#### What to work on:
Repeat exactly, and only, the lines of the entries below from the one with "Target: speckled granite counter" through the one with "Target: electrical outlet", both ends included.

### Exercise data ###

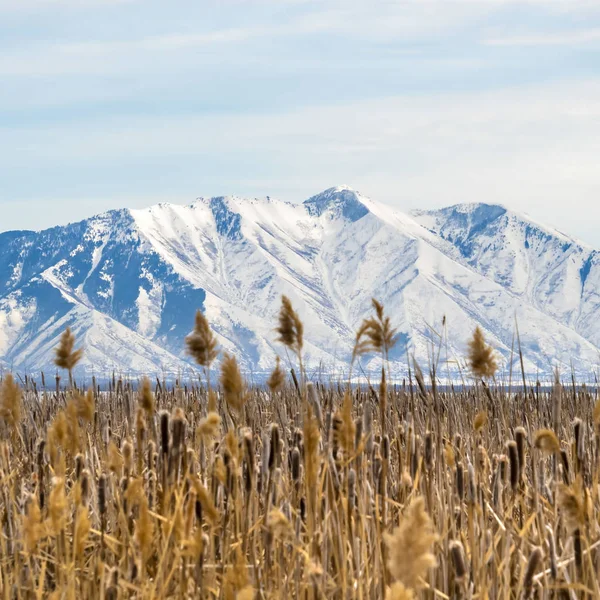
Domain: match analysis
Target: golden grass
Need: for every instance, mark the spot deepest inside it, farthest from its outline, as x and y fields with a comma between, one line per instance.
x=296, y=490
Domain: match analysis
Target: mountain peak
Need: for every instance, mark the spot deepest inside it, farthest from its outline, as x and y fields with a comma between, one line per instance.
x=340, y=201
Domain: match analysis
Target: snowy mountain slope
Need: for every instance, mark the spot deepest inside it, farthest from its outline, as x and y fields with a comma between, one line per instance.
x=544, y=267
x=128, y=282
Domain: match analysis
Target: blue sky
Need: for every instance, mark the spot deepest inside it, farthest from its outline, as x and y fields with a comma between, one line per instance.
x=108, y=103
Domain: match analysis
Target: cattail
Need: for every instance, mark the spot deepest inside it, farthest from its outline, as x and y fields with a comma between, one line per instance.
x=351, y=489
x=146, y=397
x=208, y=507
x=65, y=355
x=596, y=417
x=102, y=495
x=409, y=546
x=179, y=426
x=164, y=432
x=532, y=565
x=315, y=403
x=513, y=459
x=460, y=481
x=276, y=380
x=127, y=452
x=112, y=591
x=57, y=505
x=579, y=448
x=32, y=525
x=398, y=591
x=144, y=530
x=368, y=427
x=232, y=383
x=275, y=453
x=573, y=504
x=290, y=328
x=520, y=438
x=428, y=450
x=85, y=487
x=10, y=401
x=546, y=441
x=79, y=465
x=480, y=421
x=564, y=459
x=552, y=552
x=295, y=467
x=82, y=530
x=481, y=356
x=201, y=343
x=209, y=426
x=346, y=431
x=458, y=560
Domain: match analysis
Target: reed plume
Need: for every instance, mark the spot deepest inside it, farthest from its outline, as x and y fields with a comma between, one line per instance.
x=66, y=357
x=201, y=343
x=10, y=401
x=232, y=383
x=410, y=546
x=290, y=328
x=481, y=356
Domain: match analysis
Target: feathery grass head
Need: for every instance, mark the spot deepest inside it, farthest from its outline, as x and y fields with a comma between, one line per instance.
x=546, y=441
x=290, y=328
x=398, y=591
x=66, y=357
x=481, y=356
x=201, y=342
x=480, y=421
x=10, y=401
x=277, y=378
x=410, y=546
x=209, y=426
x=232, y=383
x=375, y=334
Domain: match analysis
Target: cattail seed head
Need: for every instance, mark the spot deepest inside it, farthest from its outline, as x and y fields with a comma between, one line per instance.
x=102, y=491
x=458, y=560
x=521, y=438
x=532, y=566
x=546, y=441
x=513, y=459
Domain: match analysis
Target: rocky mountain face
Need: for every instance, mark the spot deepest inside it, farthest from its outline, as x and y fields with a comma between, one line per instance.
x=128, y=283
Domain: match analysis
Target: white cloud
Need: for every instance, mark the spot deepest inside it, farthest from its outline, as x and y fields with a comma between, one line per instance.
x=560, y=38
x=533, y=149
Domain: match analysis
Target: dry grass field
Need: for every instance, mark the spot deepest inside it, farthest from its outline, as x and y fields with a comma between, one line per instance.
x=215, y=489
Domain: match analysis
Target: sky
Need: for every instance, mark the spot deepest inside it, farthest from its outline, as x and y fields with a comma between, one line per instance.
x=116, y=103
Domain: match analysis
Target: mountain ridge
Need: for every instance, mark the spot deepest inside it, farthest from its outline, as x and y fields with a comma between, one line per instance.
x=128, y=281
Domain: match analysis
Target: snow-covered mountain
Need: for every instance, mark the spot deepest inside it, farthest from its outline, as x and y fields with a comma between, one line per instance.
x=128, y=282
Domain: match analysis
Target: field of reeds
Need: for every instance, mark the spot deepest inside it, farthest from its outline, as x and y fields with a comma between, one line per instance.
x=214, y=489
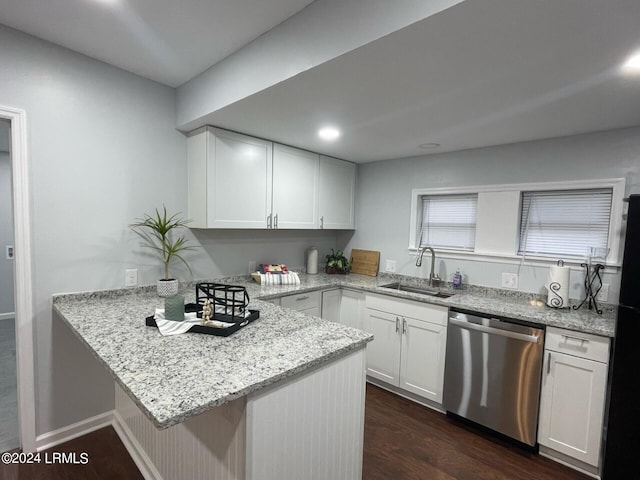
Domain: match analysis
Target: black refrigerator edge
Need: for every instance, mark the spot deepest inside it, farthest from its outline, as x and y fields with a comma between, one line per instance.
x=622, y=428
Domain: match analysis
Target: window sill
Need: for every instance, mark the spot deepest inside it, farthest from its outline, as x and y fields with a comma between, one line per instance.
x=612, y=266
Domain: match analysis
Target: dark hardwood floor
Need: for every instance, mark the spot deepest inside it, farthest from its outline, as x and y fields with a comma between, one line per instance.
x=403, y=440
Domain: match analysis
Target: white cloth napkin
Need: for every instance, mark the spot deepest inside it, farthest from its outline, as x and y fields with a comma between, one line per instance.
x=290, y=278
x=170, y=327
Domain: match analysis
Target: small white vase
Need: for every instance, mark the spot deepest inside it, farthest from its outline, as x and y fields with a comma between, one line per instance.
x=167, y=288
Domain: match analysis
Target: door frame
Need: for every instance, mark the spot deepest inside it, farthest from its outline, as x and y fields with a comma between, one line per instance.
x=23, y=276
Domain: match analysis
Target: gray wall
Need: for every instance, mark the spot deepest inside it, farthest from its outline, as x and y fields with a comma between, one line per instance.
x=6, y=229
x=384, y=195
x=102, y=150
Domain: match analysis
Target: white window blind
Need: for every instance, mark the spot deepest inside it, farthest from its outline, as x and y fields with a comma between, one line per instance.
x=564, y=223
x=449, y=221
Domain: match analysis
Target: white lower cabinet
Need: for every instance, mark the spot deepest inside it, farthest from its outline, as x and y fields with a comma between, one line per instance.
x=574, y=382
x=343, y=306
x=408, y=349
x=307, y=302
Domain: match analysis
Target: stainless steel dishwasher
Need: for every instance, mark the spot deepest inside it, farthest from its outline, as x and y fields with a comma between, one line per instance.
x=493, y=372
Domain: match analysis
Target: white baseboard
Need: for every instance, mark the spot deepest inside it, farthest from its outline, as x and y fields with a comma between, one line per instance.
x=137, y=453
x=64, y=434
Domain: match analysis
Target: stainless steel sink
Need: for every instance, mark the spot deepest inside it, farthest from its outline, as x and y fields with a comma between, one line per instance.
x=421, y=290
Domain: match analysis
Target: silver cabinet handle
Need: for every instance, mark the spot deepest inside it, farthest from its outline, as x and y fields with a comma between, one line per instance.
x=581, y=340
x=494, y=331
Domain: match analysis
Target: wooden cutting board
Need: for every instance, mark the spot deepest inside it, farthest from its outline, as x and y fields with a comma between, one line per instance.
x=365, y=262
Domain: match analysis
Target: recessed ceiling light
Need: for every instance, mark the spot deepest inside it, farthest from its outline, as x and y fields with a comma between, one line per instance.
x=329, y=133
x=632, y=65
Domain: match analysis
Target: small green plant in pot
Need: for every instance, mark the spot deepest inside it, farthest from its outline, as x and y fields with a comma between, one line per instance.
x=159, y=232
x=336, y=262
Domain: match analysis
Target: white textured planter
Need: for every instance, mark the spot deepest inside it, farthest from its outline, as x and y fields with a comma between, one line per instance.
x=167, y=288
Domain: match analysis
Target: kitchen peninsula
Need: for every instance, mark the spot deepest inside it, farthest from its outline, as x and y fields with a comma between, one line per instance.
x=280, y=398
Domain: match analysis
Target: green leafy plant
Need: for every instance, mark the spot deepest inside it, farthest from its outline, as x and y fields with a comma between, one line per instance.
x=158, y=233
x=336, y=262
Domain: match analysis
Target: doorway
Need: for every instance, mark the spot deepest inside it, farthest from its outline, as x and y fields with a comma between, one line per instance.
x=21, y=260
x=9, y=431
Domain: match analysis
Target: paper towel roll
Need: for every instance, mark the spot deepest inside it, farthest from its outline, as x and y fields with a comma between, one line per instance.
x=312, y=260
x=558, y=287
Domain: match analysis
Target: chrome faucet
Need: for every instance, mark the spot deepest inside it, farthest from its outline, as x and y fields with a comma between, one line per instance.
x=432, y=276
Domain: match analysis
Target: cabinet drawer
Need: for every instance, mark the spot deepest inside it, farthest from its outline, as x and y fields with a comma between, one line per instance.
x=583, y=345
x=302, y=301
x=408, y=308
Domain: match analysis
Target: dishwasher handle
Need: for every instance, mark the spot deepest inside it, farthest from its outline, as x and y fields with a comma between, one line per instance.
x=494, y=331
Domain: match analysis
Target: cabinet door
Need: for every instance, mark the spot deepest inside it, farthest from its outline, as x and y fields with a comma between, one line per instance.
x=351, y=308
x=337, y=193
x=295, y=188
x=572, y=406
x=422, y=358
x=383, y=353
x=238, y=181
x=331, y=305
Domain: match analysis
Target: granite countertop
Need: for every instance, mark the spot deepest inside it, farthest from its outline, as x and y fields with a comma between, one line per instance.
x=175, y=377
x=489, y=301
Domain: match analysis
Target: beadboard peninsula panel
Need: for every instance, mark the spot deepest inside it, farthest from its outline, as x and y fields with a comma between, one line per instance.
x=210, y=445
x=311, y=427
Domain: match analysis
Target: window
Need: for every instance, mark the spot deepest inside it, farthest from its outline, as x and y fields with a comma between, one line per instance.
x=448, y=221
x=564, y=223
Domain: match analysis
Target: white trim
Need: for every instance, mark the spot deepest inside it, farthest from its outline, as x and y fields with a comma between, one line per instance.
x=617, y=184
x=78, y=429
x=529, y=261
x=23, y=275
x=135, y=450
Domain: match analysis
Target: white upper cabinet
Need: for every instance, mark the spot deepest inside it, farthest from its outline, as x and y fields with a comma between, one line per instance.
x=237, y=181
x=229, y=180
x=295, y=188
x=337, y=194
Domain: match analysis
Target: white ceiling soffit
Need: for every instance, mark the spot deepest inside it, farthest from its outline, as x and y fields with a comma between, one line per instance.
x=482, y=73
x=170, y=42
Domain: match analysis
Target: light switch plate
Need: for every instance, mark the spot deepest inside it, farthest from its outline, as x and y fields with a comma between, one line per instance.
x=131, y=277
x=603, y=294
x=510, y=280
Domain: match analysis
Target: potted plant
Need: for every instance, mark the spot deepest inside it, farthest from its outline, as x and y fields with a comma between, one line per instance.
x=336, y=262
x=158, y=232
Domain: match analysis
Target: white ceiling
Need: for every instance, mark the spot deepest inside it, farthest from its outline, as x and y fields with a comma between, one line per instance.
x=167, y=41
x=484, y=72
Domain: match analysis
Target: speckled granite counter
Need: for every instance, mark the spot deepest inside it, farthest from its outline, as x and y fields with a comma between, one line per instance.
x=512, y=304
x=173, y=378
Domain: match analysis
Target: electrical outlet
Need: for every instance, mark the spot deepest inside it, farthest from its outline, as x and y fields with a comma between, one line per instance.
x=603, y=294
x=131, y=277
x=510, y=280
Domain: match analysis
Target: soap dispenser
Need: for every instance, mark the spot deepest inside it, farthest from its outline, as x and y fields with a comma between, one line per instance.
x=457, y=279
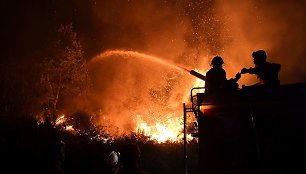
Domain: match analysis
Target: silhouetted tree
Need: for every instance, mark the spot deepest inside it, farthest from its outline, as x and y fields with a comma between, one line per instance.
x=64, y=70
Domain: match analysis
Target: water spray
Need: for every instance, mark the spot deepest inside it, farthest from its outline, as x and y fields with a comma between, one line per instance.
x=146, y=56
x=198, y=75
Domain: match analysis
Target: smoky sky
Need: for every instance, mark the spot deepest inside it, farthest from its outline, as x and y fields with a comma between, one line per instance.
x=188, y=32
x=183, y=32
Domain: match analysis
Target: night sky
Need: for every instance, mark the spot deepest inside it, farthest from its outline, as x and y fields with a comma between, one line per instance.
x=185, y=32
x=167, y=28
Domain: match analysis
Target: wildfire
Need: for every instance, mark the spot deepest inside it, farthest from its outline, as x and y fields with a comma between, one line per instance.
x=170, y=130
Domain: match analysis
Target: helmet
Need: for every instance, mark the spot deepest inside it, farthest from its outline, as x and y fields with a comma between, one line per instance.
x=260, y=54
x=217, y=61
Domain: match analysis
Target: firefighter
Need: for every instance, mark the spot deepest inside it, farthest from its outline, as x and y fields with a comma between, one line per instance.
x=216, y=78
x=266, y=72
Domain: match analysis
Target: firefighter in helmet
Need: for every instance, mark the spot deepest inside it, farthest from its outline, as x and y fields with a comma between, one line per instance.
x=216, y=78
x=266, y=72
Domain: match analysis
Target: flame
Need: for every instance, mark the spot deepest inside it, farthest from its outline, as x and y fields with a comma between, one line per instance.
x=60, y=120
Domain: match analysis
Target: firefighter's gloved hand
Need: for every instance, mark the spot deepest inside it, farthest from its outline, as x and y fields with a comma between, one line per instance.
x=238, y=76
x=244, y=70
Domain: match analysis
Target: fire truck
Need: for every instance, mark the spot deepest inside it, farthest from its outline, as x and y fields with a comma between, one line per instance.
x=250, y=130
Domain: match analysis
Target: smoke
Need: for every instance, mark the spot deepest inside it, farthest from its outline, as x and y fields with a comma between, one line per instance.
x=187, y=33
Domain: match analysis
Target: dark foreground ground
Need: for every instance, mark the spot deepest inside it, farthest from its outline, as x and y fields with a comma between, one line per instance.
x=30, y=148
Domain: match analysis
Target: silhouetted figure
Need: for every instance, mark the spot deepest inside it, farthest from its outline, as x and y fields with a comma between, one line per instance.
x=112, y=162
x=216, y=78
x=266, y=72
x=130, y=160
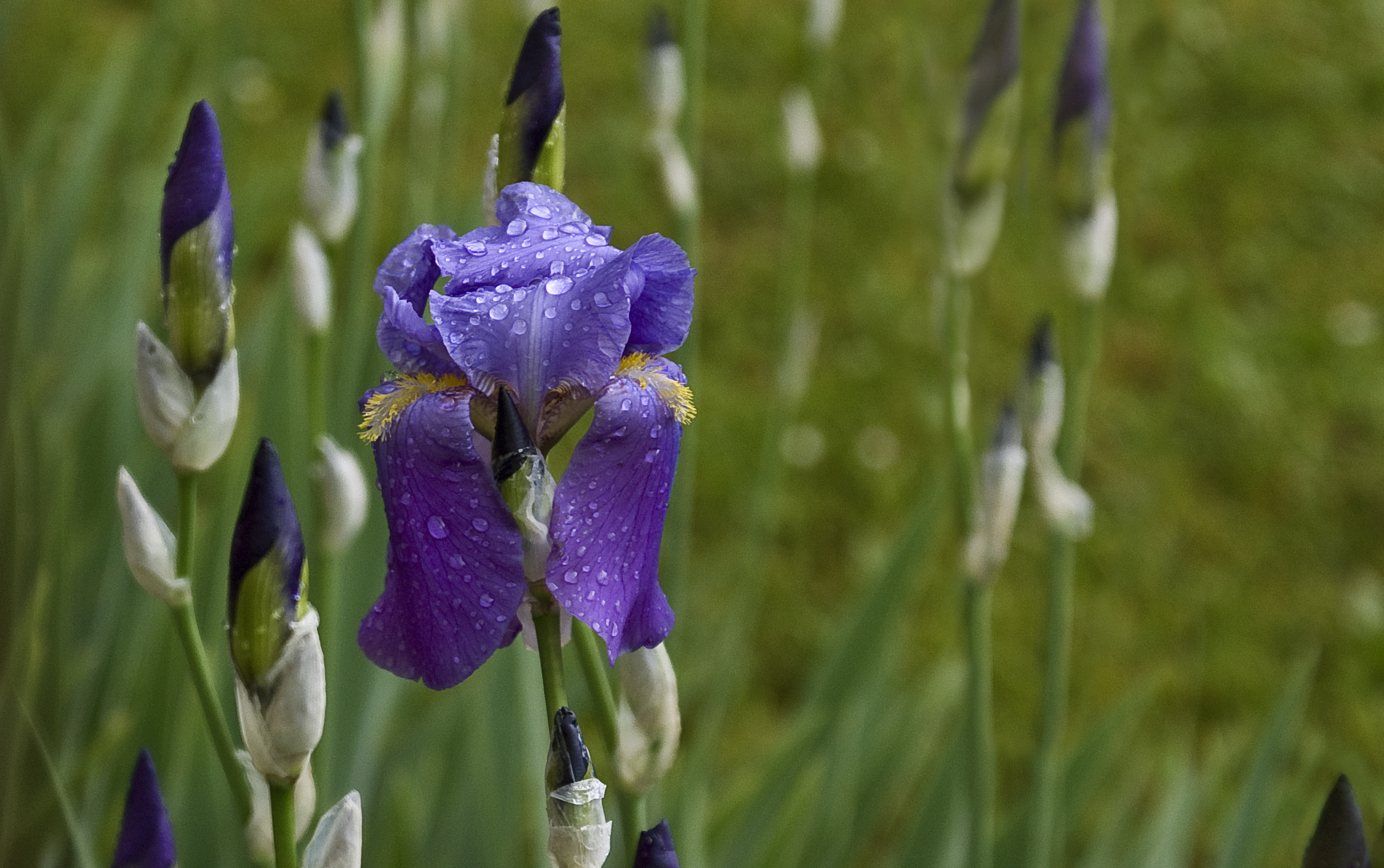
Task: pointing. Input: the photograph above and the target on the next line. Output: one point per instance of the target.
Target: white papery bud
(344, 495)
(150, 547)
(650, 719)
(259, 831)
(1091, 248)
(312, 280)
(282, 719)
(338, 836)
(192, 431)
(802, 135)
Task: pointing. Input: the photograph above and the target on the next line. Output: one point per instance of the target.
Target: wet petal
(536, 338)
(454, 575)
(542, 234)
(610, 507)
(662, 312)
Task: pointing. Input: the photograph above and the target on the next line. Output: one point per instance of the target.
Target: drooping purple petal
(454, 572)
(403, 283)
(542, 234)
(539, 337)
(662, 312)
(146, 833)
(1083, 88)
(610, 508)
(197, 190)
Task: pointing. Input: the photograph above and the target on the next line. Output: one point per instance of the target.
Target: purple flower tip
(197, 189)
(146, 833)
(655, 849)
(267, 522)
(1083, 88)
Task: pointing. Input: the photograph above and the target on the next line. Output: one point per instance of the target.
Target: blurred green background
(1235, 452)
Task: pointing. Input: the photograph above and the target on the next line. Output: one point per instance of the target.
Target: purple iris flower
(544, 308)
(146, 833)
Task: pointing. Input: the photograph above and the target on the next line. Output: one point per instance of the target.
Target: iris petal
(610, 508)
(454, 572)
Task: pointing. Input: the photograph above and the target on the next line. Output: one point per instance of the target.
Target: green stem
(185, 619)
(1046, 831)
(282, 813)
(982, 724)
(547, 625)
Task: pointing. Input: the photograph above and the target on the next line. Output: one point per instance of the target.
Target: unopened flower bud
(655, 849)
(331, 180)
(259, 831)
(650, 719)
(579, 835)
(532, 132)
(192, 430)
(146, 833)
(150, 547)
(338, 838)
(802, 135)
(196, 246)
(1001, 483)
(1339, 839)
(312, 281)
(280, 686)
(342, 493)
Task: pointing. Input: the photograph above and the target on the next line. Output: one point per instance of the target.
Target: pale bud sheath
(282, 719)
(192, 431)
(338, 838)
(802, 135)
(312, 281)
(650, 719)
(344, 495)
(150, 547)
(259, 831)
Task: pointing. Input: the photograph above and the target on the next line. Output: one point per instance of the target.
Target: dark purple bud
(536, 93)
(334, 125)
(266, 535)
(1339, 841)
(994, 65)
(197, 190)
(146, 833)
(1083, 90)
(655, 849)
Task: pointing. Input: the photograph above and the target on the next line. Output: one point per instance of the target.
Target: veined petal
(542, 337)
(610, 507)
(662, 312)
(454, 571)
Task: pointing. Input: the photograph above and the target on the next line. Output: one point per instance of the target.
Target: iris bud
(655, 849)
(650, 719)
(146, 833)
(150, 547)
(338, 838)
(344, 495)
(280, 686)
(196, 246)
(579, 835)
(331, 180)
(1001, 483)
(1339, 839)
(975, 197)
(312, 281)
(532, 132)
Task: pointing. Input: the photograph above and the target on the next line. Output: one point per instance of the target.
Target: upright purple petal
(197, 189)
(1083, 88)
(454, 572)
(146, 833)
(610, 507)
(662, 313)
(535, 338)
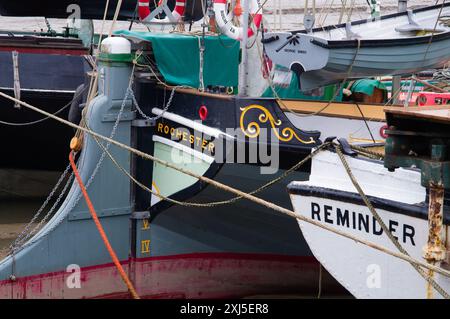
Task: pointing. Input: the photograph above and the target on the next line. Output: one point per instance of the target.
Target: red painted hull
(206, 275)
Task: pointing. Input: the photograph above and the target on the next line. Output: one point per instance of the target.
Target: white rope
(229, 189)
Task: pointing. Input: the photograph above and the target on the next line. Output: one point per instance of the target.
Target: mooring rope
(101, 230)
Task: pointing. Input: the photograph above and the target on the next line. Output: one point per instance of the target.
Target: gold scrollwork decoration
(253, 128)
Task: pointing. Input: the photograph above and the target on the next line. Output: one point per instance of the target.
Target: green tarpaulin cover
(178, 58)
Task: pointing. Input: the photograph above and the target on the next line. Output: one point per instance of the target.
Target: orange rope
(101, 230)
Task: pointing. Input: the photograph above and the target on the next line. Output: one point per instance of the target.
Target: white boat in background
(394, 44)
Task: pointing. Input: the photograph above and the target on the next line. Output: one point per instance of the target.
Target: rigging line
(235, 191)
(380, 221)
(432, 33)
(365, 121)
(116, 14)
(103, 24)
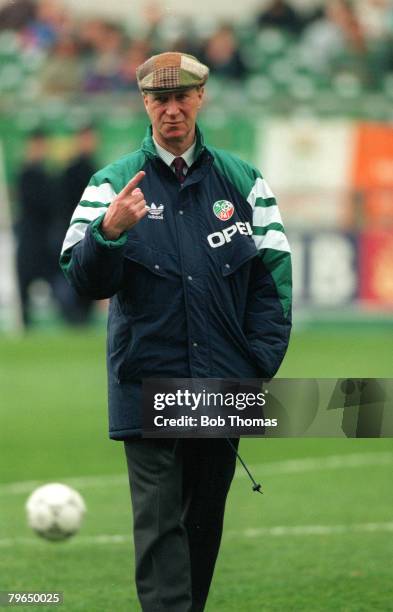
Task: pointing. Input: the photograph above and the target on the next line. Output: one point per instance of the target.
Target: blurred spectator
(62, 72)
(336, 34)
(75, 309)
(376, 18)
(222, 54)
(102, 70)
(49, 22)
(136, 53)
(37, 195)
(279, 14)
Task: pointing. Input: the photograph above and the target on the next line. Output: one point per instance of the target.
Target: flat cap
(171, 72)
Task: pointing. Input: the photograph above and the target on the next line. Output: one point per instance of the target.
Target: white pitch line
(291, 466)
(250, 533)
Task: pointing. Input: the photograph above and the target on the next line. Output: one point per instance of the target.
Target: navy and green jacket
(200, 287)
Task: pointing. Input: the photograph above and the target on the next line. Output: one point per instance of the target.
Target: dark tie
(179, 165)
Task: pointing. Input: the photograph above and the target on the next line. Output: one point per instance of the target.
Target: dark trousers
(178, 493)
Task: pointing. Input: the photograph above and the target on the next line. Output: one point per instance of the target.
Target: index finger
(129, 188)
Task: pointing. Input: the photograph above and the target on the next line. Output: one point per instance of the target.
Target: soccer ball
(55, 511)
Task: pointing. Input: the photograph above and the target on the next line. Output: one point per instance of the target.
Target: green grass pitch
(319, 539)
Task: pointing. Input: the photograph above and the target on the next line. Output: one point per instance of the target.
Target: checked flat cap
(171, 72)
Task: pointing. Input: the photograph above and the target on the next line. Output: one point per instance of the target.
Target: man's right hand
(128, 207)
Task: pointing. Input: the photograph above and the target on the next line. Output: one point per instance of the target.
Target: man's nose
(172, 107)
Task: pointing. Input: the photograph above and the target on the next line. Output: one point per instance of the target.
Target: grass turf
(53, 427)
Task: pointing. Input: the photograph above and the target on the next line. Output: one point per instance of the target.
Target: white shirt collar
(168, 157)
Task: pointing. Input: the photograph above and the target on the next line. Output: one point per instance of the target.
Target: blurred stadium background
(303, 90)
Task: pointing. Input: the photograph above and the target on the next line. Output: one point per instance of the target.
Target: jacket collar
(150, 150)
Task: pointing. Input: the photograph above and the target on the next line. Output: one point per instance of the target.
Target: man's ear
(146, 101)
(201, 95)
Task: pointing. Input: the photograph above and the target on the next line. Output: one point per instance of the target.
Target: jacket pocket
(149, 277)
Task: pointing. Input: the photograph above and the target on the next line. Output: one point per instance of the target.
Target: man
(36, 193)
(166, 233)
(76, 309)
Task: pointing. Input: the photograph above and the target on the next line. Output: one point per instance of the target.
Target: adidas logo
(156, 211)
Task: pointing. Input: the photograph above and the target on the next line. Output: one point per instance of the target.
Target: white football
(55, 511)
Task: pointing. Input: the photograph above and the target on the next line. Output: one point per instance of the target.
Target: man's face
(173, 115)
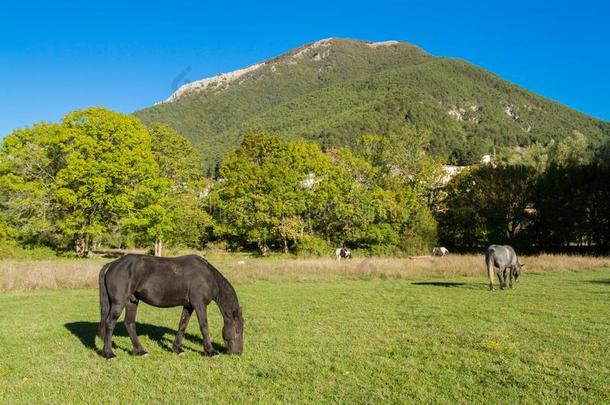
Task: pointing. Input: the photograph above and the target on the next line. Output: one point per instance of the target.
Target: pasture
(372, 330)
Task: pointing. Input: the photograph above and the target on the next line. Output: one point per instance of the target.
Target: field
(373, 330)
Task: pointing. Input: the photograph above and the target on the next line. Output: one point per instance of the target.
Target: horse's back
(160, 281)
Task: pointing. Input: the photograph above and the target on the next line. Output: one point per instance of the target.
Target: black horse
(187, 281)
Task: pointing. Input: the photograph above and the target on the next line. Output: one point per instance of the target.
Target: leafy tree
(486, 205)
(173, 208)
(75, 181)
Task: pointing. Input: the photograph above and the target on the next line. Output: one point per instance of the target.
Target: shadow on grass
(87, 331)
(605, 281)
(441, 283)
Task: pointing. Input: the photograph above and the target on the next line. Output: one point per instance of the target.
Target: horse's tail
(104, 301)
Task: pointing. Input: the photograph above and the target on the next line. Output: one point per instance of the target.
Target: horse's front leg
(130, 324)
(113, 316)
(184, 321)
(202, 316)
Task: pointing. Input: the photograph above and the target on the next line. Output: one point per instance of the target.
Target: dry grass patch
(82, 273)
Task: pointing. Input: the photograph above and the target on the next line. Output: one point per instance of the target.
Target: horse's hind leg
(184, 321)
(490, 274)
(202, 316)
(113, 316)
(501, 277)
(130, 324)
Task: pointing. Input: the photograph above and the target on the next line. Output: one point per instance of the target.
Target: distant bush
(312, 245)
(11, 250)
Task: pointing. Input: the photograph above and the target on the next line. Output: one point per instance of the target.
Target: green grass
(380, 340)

###

#### Completed exercise:
Target: speckled granite counter
Need: for every instance, mark the spot deepest inside it, farthest from its outline, as x and y fields with a comma between, one line per instance.
x=512, y=304
x=173, y=378
Domain: match analysis
Target: electrical outlet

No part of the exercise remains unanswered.